To be done: List every line of the listing below that contains the word "dark", copying each such line in full.

[Dataset excerpt]
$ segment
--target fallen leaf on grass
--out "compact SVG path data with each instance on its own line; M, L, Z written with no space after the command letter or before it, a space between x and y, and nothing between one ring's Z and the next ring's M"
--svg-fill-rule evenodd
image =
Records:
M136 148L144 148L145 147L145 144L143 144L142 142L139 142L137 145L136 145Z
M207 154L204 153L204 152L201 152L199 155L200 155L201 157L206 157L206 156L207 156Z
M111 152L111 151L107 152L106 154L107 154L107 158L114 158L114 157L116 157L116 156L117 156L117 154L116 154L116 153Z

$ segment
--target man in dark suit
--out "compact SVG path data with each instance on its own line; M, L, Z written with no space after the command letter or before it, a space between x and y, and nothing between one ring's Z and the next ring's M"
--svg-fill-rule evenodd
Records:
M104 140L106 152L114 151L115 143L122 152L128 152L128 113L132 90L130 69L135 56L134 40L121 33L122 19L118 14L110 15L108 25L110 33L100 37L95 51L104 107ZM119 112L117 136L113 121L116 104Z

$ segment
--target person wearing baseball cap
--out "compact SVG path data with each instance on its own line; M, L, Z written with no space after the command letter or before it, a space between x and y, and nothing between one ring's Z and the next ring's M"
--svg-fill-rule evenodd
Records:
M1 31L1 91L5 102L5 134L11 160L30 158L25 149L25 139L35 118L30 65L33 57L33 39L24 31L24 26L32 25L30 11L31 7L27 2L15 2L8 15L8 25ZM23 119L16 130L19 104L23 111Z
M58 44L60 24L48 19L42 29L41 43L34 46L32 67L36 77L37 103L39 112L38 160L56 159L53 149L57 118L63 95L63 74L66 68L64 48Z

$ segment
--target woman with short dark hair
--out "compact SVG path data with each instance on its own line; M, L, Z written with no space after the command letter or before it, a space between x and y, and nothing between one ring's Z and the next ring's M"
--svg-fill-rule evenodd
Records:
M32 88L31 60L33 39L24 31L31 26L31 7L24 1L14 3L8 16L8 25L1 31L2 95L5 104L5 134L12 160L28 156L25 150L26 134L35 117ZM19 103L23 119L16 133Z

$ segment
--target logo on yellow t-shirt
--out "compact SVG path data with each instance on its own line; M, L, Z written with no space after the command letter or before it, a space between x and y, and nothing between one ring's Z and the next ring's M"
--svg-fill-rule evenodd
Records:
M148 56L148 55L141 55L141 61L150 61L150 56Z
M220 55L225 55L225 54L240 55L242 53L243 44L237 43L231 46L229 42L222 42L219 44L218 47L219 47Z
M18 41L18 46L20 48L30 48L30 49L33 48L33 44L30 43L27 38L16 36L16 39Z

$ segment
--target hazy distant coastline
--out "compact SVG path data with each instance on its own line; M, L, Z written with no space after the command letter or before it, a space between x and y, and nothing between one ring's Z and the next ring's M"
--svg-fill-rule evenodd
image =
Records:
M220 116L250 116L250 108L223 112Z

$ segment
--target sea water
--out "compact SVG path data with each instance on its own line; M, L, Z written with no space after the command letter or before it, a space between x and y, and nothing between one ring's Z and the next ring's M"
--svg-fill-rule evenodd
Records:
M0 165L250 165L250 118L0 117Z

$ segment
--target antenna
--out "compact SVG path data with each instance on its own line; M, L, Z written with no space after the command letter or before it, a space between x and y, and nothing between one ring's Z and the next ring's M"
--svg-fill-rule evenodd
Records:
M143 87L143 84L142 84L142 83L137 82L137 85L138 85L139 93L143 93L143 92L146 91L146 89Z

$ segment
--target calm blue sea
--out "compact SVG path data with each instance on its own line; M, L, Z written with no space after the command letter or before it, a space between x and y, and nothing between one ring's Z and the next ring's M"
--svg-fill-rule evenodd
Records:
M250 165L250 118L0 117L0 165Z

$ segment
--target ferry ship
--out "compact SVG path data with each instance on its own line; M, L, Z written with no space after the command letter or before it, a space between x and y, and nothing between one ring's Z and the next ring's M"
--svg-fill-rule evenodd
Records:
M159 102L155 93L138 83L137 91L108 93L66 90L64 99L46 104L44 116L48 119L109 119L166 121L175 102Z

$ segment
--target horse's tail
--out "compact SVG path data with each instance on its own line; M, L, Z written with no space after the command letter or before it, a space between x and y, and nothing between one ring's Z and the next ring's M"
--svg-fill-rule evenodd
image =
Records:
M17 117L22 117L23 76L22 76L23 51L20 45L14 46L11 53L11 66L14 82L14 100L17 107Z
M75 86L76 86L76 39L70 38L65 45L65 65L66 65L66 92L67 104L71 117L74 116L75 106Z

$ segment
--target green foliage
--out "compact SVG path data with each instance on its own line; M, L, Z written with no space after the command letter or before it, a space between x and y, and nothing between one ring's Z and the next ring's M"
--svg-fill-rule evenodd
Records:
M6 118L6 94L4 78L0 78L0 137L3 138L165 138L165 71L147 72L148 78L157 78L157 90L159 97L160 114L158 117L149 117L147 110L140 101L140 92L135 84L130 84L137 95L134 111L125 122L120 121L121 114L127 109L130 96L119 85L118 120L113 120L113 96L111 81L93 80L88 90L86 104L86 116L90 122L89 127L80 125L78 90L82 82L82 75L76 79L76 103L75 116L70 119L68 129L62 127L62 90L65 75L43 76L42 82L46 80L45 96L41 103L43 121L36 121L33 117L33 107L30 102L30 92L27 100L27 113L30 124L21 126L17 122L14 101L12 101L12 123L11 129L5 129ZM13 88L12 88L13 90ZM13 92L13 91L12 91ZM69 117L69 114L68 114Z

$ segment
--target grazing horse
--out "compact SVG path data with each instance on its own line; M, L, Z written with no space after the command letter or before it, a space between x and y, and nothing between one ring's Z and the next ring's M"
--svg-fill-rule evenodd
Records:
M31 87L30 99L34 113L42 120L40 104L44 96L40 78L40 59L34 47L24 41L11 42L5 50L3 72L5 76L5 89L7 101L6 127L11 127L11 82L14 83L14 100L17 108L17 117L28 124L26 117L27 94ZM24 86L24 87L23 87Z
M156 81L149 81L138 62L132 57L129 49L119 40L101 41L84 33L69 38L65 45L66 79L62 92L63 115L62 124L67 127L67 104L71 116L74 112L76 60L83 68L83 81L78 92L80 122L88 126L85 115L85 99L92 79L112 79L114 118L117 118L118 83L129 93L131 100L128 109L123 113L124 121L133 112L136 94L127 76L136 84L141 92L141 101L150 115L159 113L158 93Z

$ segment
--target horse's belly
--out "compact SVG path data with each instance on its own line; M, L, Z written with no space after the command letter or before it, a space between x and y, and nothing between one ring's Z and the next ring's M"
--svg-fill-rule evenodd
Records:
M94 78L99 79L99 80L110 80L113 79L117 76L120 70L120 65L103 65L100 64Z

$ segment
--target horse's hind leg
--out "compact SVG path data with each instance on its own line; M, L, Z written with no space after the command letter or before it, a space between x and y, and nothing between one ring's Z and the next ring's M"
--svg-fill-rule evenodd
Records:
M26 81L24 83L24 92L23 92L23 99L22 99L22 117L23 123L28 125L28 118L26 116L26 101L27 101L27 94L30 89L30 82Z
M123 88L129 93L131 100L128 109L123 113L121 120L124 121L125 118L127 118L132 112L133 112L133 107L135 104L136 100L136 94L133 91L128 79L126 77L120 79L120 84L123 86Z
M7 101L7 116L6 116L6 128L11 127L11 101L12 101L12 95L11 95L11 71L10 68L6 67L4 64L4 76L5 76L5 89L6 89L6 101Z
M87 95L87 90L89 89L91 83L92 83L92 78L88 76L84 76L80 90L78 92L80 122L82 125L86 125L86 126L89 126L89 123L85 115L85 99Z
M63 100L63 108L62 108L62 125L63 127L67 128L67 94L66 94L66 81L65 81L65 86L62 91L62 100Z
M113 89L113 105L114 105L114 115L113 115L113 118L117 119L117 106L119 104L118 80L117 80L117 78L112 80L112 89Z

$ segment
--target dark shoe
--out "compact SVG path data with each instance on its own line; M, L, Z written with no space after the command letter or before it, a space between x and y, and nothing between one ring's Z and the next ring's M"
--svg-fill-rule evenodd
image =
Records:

Task answer:
--target man in dark suit
--target woman with short dark hair
--target dark shoe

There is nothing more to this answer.